Which lines below fall between the one containing "pin: the clear" and the one containing "pin: the pink flower cluster, one"? Repeat them exactly, counting both of those lines, and add nothing else.

• **DATA**:
-------------------------

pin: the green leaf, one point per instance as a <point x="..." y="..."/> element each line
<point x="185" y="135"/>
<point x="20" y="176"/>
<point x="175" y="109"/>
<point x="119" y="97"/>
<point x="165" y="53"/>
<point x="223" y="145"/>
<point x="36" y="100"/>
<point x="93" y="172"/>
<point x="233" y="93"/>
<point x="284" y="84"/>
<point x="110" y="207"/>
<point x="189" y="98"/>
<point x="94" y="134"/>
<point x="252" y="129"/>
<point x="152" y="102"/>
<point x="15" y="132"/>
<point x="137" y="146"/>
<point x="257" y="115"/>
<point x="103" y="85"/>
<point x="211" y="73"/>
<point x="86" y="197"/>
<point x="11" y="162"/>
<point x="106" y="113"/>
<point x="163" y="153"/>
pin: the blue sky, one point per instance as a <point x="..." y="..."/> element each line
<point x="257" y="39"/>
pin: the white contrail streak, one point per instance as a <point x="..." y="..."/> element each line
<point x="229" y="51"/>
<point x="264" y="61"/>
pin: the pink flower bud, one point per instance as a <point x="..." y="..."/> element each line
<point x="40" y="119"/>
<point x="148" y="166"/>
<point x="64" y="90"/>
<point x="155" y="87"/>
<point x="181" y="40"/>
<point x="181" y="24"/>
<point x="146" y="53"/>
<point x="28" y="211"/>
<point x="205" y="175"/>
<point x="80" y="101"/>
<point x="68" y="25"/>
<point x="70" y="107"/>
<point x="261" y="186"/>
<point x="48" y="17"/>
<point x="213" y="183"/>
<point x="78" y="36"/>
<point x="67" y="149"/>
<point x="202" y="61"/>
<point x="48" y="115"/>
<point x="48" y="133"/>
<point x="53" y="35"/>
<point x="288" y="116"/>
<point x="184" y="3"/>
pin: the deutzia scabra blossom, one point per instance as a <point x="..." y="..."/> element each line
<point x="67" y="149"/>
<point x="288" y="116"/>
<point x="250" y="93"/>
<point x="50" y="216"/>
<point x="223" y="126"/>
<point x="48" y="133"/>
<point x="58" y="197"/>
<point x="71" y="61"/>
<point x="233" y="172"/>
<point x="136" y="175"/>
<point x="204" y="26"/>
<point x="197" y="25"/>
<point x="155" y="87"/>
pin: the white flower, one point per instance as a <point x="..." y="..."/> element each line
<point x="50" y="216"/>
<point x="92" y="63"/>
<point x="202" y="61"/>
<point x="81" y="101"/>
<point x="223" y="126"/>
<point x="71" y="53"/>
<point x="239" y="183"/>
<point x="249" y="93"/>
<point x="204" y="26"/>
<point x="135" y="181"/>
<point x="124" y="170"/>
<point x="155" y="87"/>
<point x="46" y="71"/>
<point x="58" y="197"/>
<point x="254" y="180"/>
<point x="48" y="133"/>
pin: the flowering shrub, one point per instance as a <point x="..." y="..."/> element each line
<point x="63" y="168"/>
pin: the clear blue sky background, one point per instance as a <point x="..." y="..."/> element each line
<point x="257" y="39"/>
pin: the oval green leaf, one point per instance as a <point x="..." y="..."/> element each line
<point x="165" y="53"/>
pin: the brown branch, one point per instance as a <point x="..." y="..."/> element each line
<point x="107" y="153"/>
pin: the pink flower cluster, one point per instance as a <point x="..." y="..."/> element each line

-------------------------

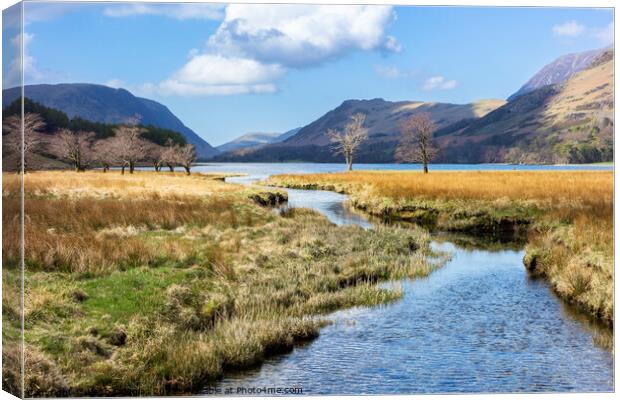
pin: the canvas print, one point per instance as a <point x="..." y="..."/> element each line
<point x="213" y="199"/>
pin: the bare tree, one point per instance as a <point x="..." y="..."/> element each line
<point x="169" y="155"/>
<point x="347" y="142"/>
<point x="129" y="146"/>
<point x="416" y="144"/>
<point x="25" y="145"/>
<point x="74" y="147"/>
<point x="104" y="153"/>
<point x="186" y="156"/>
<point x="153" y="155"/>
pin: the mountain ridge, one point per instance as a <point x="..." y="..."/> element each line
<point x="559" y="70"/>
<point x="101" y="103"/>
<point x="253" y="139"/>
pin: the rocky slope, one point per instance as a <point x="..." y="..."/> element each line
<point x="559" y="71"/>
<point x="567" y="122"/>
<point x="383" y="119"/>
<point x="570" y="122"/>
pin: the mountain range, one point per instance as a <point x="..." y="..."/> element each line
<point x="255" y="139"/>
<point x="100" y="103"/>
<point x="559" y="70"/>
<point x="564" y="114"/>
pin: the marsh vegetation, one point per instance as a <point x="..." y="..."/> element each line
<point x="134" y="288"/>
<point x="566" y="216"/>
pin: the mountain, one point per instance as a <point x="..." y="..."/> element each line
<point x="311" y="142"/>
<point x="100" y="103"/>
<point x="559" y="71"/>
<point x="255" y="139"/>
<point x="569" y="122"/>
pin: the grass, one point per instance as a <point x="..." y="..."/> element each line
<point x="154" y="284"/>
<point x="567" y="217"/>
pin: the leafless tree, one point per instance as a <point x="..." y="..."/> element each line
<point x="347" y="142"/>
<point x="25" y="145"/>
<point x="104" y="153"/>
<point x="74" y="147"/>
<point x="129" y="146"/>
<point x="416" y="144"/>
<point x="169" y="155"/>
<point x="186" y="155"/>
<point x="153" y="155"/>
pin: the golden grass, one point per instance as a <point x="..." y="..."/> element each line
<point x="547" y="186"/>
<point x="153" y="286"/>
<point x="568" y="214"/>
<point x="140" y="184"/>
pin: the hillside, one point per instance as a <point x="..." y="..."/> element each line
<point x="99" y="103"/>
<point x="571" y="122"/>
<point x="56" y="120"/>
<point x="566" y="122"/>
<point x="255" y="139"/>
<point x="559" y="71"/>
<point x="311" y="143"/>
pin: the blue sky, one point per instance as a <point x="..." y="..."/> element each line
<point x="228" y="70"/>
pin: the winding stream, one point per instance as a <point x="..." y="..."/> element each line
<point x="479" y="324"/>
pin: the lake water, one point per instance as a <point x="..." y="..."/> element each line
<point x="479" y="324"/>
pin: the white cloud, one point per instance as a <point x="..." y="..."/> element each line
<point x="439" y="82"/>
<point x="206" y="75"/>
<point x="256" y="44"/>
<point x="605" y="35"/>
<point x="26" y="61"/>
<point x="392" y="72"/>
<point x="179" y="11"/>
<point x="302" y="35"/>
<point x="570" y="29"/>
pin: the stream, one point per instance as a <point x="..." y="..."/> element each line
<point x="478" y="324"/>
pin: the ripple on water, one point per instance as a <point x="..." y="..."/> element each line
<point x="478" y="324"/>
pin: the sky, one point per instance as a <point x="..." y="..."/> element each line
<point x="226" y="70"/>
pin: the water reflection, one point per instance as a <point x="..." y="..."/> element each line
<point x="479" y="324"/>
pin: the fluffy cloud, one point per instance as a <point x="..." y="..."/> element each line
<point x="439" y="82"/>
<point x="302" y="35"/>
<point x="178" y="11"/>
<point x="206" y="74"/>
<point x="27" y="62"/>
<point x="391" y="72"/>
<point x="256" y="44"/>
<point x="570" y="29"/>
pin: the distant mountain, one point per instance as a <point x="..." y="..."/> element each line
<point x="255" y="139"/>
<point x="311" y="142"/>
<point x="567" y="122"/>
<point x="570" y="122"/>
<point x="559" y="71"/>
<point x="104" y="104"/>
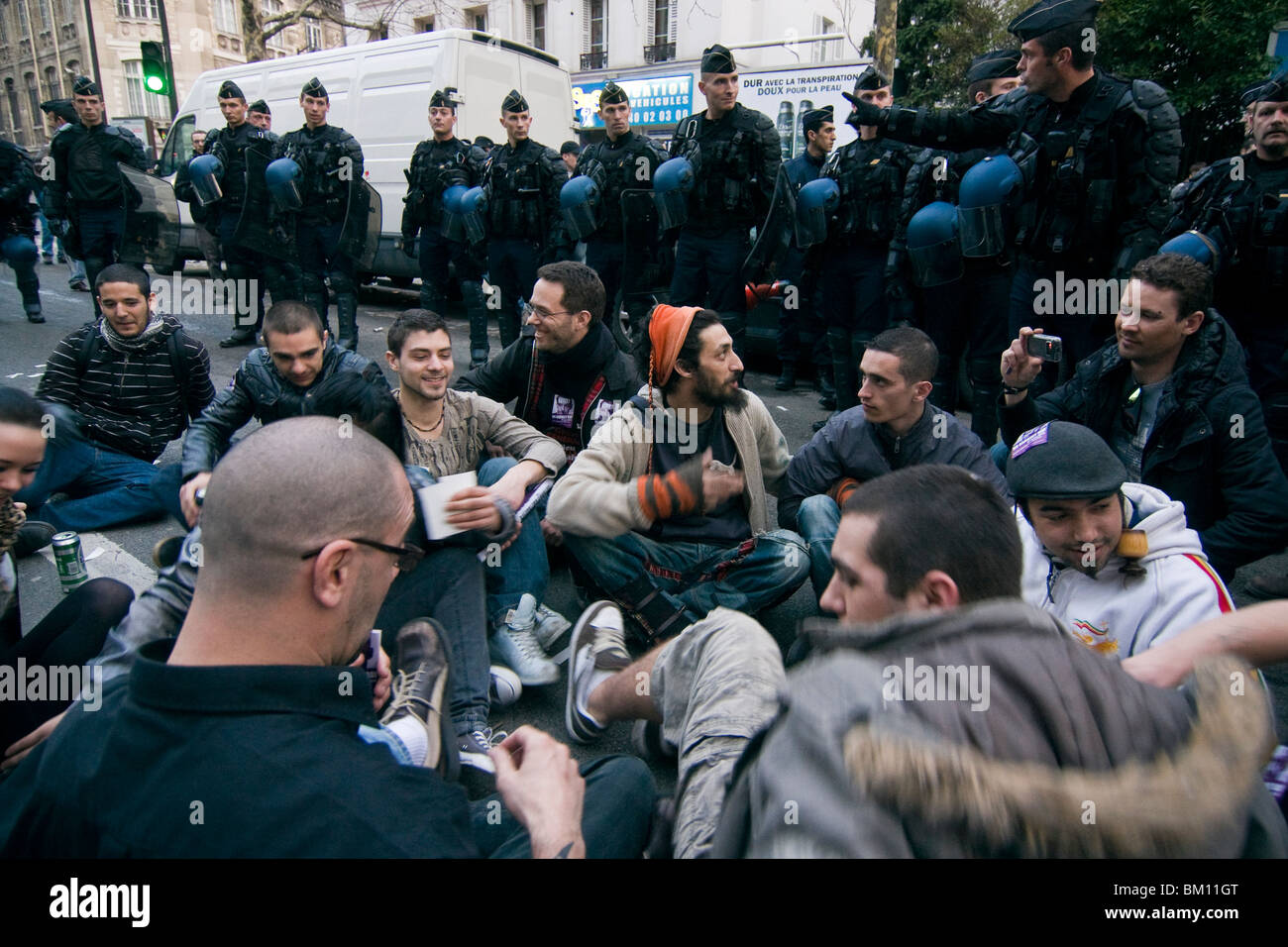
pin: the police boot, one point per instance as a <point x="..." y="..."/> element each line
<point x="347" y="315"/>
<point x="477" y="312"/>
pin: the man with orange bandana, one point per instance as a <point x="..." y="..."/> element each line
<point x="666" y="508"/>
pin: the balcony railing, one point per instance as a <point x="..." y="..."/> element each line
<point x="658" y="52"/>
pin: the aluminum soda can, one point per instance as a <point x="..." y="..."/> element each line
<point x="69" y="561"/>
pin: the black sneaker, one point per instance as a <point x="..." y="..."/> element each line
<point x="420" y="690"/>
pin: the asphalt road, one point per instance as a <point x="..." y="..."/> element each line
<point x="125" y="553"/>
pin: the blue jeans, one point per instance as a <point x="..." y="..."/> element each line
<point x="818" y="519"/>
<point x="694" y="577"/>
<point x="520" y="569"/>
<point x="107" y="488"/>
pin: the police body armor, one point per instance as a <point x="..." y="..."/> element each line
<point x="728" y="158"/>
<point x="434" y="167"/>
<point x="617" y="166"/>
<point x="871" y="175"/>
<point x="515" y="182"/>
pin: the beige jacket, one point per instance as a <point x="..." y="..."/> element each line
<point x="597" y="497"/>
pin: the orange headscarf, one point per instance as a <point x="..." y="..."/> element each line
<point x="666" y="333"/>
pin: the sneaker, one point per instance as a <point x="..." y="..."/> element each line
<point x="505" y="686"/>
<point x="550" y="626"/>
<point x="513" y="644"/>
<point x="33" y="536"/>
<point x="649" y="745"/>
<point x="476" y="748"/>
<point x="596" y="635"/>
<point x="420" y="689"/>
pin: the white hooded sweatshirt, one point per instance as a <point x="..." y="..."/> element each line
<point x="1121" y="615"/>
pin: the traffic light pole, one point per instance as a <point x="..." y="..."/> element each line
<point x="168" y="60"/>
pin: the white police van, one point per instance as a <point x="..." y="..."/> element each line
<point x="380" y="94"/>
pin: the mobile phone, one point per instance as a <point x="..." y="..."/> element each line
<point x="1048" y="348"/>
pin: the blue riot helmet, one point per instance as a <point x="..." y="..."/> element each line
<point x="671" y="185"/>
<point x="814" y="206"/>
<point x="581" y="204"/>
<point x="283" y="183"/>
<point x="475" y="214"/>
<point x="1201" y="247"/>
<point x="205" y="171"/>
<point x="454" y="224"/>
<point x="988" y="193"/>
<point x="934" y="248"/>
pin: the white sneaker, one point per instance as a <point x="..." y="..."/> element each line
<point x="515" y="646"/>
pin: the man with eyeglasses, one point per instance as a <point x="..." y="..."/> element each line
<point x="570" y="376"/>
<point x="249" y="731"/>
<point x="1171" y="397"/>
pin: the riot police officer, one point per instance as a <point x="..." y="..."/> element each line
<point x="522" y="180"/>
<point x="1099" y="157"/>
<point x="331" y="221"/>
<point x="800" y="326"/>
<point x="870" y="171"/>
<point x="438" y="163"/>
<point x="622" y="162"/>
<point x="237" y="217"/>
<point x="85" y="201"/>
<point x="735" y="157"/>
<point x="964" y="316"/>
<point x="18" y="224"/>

-------------------------

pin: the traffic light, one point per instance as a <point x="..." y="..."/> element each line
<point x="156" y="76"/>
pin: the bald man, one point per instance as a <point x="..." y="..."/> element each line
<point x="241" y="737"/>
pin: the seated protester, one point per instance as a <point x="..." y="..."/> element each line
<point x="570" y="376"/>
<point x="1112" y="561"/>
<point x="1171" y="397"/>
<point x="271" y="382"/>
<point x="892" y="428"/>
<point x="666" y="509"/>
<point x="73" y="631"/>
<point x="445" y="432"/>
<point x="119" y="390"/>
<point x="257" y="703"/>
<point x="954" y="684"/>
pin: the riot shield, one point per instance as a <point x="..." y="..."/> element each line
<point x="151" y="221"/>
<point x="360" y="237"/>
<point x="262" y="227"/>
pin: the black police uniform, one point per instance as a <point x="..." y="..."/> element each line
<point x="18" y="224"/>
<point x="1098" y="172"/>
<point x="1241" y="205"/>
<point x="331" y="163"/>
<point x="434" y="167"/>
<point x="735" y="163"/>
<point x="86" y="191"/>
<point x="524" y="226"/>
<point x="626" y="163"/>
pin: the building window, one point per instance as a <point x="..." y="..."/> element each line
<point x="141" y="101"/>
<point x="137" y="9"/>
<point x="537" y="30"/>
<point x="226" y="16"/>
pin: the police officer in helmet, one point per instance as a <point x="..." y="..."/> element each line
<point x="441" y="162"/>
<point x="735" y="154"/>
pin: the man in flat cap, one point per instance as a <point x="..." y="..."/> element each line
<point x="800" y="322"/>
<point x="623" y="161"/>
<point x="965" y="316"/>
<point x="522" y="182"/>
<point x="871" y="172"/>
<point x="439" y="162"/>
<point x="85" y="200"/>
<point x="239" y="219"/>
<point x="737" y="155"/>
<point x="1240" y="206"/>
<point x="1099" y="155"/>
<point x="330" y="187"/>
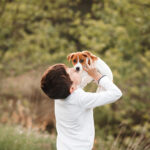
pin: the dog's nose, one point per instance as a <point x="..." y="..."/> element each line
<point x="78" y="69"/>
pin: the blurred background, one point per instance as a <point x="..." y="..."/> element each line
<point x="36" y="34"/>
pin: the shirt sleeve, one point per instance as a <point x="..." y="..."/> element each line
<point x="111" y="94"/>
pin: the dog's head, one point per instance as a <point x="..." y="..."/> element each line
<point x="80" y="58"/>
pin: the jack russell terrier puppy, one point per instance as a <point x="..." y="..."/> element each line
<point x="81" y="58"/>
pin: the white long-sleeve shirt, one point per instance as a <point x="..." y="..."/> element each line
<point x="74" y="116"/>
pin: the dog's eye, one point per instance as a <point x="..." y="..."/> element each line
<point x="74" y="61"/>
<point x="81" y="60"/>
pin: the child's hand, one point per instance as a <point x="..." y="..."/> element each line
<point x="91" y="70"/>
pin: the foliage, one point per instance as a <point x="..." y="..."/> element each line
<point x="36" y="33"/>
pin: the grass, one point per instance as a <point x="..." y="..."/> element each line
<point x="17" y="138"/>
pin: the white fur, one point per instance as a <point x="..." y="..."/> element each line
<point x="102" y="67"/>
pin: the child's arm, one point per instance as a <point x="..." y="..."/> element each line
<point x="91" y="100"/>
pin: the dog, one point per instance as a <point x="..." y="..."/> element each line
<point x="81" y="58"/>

-------------------------

• **OUTPUT OF THE TASK**:
pin: the clear blue sky background, one point per instance as a <point x="..." y="..."/> element each line
<point x="257" y="39"/>
pin: the oval green leaf, one point per instance as a <point x="..." y="..."/> element each line
<point x="165" y="53"/>
pin: the brown branch, one point per instance as a <point x="..." y="..."/> element each line
<point x="107" y="153"/>
pin: the pink flower cluster, one point per instance as a <point x="..." y="..."/> element each line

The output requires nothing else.